Tremendous growth. I remember when you went to your first science fiction convention, all happy you had a nice company, planning to do wonders for science fiction—as in fact you have. When you said hello to the first people you saw in the lobby, they stood up and said: "Hi, we're the Science Fiction Writers of America grievance committee, and we're going to audit your books."
Oh, I remember that so well.
I think you came up clean.
Actually, we did come up clean. We'd just bought Ace that week. We were behind because Ace was behind. Our editor in charge of science fiction back then, Pat LoBrutto, understated the situation. He said to me: "You know, we've got a little bit of an image problem. It would really help if you would come out to the World Science Fiction Convention." It was in Kansas City, so I said, "Sure, Pat, if it'll help, obviously, I'll come."
As soon as we came in, these two guys recognized Pat. They didn't recognize me yet. One of them said: "I'm Andy Offutt, I'm president of the Science Fiction Writers of America." The other one said, in a very loud voice: "And I'm Jerry Pournelle. I'm chair of the grievance committee, and we want to audit your books."
Well, Jerry had been in the field artillery. His hearing was bad, and he talked loud enough to hear himself. That meant everybody in the whole lobby could hear. Everyone kind of turned en masse to look at us. One person in the group of fans pointed at me and said: "That must be Ace. They're the people who screwed Andre Norton."

> ROWS

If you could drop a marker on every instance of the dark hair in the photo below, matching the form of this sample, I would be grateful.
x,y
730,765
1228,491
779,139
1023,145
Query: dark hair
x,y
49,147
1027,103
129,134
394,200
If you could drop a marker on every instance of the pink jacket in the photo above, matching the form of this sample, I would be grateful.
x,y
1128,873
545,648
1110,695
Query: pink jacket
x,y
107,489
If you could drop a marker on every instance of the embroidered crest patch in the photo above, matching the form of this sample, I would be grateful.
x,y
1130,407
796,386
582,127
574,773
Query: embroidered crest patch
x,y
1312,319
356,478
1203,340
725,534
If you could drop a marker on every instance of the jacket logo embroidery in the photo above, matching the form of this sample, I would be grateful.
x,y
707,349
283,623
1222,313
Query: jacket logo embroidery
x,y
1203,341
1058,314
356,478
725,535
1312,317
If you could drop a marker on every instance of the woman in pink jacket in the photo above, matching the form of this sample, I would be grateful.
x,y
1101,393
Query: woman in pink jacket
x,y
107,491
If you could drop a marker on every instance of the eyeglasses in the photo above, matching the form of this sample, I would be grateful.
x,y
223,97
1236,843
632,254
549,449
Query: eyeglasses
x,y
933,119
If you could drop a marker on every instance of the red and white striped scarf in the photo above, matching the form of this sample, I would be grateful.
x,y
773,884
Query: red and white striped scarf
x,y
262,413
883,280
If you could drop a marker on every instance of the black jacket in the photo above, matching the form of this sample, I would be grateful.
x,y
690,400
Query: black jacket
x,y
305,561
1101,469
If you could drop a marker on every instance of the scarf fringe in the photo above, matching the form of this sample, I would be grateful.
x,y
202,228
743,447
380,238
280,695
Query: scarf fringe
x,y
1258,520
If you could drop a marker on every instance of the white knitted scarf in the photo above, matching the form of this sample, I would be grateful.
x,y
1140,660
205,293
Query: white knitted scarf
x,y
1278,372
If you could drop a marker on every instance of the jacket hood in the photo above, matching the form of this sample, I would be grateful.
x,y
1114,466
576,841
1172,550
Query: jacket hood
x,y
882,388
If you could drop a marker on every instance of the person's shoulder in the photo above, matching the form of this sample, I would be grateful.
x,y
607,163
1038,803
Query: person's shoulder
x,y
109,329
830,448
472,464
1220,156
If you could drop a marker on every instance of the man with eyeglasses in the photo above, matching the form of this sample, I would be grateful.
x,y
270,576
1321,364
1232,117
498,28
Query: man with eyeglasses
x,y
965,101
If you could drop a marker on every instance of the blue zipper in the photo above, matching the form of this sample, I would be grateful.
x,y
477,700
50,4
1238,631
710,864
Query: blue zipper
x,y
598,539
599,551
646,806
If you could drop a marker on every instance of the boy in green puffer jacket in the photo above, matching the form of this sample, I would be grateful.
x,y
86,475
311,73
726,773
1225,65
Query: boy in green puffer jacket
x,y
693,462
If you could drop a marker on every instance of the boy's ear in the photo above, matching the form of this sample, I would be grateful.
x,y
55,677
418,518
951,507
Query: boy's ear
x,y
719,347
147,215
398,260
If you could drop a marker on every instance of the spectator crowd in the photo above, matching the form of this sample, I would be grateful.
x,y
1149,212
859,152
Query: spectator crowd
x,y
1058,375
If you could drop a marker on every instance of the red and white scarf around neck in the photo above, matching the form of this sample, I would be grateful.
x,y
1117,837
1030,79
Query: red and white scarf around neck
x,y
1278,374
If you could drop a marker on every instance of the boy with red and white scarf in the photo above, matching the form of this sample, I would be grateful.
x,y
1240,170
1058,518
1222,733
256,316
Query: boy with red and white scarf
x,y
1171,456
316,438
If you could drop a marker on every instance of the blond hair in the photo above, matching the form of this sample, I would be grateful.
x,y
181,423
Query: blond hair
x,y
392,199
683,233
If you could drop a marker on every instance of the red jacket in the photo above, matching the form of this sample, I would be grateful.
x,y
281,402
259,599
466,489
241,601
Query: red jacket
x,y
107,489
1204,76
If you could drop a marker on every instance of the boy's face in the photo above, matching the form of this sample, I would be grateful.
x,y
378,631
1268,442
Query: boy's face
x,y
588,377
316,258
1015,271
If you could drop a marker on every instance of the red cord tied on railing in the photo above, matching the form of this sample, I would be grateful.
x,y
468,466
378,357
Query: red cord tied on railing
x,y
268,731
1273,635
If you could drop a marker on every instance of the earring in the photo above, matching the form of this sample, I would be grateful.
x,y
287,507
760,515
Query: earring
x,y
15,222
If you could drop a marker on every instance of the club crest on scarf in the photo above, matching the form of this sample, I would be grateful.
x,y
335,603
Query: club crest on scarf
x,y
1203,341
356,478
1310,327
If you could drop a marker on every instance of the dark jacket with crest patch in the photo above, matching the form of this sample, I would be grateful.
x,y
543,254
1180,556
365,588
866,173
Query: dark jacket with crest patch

> PROBLEM REQUIREMENTS
How would the interview about the Kansas City science fiction convention continue after its last line?

> EXERCISE RESPONSE
Now, we loved Andre Norton. Harriet had already bought her books at Tempo. We had published her there. But Ace had been in financial trouble, and they were behind on their royalties. What a way to be introduced to the World Science Fiction Convention.
I was so glad I wasn't there.
I came home and went to Grosset immediately. I said "Boy, the first thing we do is pay all these royalties," and we did. That kind of annoyed Jerry Pournelle, because by the time he got there and did his audit, we didn't owe him anything, so he couldn't charge us for the cost of the audit. It's a long time ago, and Jerry may remember it a little differently, but I remember it pretty clearly, and that's how I remember it.
It was an interesting time.
3
The very first book we published at Tor was actually Forerunner by Andre Norton.
You went to Florida and said: "Please, I've never asked you for a favor, but I want one now."
It was neat, because Harriet was quite into woman's rights. She got a real kick out of the fact that, in the science fiction field that was so heavily male in those days, the first Tor book was by a woman.
I never thought of that. That's great.
Even though she was deep in purdah writing as Andre. But she had first published at the age of, what was it, seventeen? Very early.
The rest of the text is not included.